● **WHAT YOU NEED TO DO**
Reproduce the listing that follows, unchanged and complete.

● **DATA LISTING**
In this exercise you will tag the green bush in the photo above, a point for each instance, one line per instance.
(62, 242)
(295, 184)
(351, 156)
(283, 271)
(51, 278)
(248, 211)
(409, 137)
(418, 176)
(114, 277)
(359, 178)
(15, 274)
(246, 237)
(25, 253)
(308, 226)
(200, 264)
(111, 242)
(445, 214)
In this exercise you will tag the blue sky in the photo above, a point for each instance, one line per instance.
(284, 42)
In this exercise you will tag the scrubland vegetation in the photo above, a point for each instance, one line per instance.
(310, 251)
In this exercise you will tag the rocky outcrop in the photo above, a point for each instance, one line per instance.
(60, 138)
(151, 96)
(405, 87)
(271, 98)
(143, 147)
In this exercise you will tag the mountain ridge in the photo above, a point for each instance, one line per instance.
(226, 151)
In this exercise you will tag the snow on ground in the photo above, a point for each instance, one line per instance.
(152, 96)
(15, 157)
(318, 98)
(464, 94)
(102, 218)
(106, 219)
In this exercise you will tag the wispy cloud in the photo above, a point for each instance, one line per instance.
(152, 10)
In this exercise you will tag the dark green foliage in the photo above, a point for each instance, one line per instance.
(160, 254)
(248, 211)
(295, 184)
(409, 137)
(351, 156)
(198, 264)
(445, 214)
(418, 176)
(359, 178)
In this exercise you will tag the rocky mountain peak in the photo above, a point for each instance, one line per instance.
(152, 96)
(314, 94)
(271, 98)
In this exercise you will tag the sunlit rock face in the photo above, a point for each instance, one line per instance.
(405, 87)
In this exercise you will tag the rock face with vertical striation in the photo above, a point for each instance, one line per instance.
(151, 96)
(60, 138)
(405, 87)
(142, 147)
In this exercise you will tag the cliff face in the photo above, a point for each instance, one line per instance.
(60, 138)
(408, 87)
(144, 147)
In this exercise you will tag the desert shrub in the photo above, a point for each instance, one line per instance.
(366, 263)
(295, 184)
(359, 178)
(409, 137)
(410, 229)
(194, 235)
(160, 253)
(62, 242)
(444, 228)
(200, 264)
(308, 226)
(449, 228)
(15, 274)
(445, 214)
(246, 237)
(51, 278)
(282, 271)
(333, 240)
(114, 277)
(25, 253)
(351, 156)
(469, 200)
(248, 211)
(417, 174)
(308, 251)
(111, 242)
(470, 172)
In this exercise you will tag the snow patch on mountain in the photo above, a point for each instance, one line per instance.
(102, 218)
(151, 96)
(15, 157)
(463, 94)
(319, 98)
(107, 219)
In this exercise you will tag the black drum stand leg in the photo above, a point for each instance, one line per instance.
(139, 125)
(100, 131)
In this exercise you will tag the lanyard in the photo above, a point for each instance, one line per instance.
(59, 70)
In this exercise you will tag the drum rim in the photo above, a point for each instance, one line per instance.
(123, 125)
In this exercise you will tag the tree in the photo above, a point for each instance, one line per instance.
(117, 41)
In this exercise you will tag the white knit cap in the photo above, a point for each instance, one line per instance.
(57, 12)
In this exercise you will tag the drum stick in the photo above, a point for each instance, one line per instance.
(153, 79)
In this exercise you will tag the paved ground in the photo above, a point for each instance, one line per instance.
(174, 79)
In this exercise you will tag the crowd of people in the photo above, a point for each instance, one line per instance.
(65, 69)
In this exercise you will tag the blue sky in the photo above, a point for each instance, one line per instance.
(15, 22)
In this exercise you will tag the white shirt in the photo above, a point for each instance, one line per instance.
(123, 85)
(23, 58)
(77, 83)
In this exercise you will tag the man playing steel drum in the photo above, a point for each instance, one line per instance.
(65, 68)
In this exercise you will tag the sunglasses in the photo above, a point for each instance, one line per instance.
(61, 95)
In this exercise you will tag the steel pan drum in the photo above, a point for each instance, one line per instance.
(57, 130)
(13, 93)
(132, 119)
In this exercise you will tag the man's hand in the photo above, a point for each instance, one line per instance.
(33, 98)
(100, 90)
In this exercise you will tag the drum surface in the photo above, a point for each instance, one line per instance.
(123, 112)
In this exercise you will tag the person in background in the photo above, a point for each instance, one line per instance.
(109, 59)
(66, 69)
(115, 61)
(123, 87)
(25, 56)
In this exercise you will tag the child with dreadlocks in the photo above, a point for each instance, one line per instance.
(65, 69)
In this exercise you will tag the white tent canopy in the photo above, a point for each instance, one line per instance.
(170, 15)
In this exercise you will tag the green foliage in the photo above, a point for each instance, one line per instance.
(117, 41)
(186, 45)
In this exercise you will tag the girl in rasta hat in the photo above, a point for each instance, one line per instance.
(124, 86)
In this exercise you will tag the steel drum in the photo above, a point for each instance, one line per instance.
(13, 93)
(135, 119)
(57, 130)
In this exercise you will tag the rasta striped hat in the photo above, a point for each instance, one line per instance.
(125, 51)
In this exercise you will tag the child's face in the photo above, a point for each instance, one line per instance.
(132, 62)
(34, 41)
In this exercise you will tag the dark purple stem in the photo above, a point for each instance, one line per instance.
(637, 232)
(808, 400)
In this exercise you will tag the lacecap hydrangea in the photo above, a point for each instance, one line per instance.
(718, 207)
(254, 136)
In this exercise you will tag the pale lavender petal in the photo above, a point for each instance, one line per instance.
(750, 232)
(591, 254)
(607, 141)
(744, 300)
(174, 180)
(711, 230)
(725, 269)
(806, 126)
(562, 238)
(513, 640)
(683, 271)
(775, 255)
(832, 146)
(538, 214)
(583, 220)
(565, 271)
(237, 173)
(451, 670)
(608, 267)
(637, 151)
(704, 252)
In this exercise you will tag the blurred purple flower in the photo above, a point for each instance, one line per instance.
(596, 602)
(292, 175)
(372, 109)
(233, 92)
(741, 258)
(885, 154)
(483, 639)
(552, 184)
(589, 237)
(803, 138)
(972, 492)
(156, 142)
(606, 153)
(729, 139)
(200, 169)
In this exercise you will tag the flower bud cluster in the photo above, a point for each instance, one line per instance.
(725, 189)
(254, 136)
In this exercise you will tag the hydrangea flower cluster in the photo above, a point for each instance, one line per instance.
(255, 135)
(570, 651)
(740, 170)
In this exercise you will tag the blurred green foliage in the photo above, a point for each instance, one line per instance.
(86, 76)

● **REPLY**
In this exercise you will tag the green bush in the photo above, a point for each instance, one line per instance.
(62, 242)
(295, 184)
(351, 156)
(283, 271)
(51, 278)
(248, 211)
(409, 137)
(418, 176)
(114, 277)
(359, 178)
(15, 274)
(246, 237)
(25, 253)
(308, 226)
(200, 264)
(111, 242)
(445, 214)
In this exercise you will tag the blue sky in the photo above, a point for each instance, one line per instance.
(284, 42)
In this exercise you will tag the scrubland vegetation in the photo above, a point for each instance, one line per instance.
(310, 251)
In this exercise you will tag the rocky outcrop in the photo above, a point for each instance, one line per instance.
(60, 138)
(151, 96)
(405, 87)
(271, 98)
(143, 147)
In this exercise you will tag the mountain ridge in the photo above, a point for each instance, one line per instance.
(226, 151)
In this exercise you will tag the snow on ground in the photo above, a point for each instance, one line per instance.
(152, 96)
(15, 157)
(318, 98)
(464, 94)
(102, 218)
(106, 219)
In this exercise you will tag the wispy cloud in the photo above, a point for each instance, one line per instance.
(152, 10)
In this exercise you will tag the dark green foliage in the photo above, a point for each instance, one line per instance.
(160, 254)
(248, 211)
(295, 184)
(409, 137)
(351, 156)
(198, 264)
(445, 214)
(418, 176)
(359, 178)
In this exercise you will tag the rocky mountain peak in the photo above, a point for each instance, one line per instance.
(152, 96)
(314, 94)
(271, 98)
In this exercise you will tag the sunlit rock face in the photo above, a point for each instance, one line per instance.
(405, 87)
In this exercise you will tag the rock face with vertical striation in the photo above, a point for each instance, one line per instance.
(151, 96)
(60, 138)
(405, 87)
(142, 147)
In this exercise you will tag the cliff face in the photo above, a point for each instance, one line per instance.
(60, 138)
(408, 87)
(144, 147)
In this exercise you will tag the desert shrub in the photo above, a point for each instance, one line per instance.
(366, 263)
(295, 184)
(359, 178)
(409, 137)
(410, 229)
(194, 235)
(160, 253)
(62, 242)
(444, 228)
(200, 264)
(308, 226)
(449, 228)
(15, 274)
(445, 214)
(246, 237)
(51, 278)
(282, 271)
(333, 240)
(114, 277)
(25, 253)
(351, 156)
(469, 200)
(248, 211)
(417, 174)
(308, 251)
(111, 242)
(470, 172)
In this exercise you will tag the snow patch on mountain in the photo above, a point for each instance, one line per instance.
(102, 218)
(151, 96)
(15, 157)
(463, 94)
(319, 98)
(107, 219)
In this exercise you will tag the black drum stand leg in the photo above, a point for each instance, one line per instance.
(139, 125)
(100, 131)
In this exercise you will tag the lanyard in the photo above, a point for each instance, one line per instance.
(59, 70)
In this exercise you will tag the drum rim in the photo above, a point for each instance, one line per instance.
(123, 125)
In this exercise you will tag the tree in the photo above, a point for each instance, one line per instance.
(117, 41)
In this exercise you will tag the white knit cap in the photo above, a point for each instance, one line per instance.
(57, 12)
In this exercise you will tag the drum stick in the photo above, a point for each instance, one line per instance.
(153, 79)
In this exercise you will tag the paved ground in the photo above, a point for each instance, one line per instance.
(174, 79)
In this exercise you will tag the crowd of people in the photo above, a point for each instance, one line per instance.
(65, 69)
In this exercise you will tag the blue sky in the photo above, a point for each instance, one line per instance.
(15, 22)
In this exercise you will tag the white shirt in the photo above, a point for each instance, one line per instance.
(123, 85)
(23, 58)
(77, 83)
In this exercise you will tag the man playing steel drum in the photo above, a point for each instance, one line per instance.
(65, 68)
In this exercise you will tag the sunglasses in the photo above, a point for each instance, one line per instance.
(61, 95)
In this exercise you will tag the steel pan drum in the photo above, a point for each instance, one line per instance.
(57, 130)
(13, 93)
(132, 119)
In this exercise you will tag the man's hand in the photo above, a point for each instance, one line per instance.
(33, 98)
(100, 90)
In this exercise you will tag the drum surface in the photo above, a point for each instance, one line per instance.
(123, 112)
In this exercise you will tag the person in background in the photo above, a point for each instance, one line per instance.
(109, 59)
(66, 69)
(115, 61)
(123, 87)
(25, 56)
In this exercise you will tag the child with dreadlocks in the photo above, a point for each instance, one line per instance.
(65, 69)
In this exercise you will tag the white tent canopy in the photo above, a point for each instance, one line per instance.
(170, 15)
In this exercise you will tag the green foliage in the photo above, a point for each instance, one line per instance.
(117, 41)
(186, 45)
In this exercise you will tag the girl in rasta hat in the photo above, a point for each instance, one line per instance.
(124, 86)
In this exercise you will tag the steel drum in the photo above, a point for each instance, one line per instance.
(13, 93)
(135, 119)
(57, 130)
In this exercise you will tag the rasta striped hat in the photo above, a point for each instance, one line per instance.
(125, 51)
In this exercise you will tag the child's face in the photo above, a point for each instance, one line per instance.
(132, 62)
(34, 41)
In this exercise you will tag the dark purple stem in the photo above, a point for each instance, one line per instance.
(637, 232)
(808, 400)
In this exercise you will tag the lacecap hydrangea in the photo above, a point for each instance, one line per instance.
(718, 207)
(254, 136)
In this exercise you will tag the pale lavender petal in the photo above, a point for each instance, one line per instance.
(750, 232)
(591, 254)
(607, 141)
(744, 300)
(174, 180)
(711, 230)
(725, 269)
(806, 126)
(562, 238)
(513, 640)
(683, 271)
(775, 255)
(832, 146)
(538, 214)
(583, 220)
(565, 271)
(237, 173)
(451, 670)
(608, 267)
(637, 151)
(704, 252)
In this exercise you will tag the blurred purple flower in the photo above, a point for each instance, one line per instance.
(596, 602)
(292, 175)
(372, 109)
(233, 92)
(741, 258)
(885, 154)
(483, 639)
(552, 184)
(589, 237)
(803, 138)
(972, 492)
(156, 142)
(606, 153)
(729, 139)
(200, 169)
In this exercise you will tag the flower bud cluster in the photo above, a point for each instance, one line per instance.
(725, 189)
(254, 136)
In this exercise you will tag the hydrangea flower cluster in the photo above, a point for each instance, one line per instance.
(255, 135)
(570, 651)
(740, 170)
In this exercise you will tag the blurred green foliage in the photo above, a point for each instance, one line per instance.
(86, 76)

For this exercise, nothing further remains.